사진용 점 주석
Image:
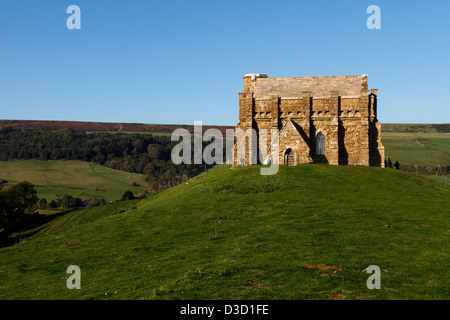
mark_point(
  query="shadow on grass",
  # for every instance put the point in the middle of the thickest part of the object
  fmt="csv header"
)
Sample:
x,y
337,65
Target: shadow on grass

해야 할 작업> 위 자료의 각 줄을 빈 줄은 빼고 '번호'와 '내용' 두 열로 된 마크다운 표로 나타내세요. 그림은 답에 넣지 마세요.

작업 답변>
| 번호 | 내용 |
|---|---|
| 1 | Image: |
| 2 | mark_point( |
| 3 |   query="shadow on grass", |
| 4 |   # for every instance put the point in the middle of the thickest part of the object |
| 5 |   fmt="csv header" |
| 6 | ) |
| 7 | Sample: |
| 8 | x,y |
| 9 | 337,65 |
| 10 | Target: shadow on grass |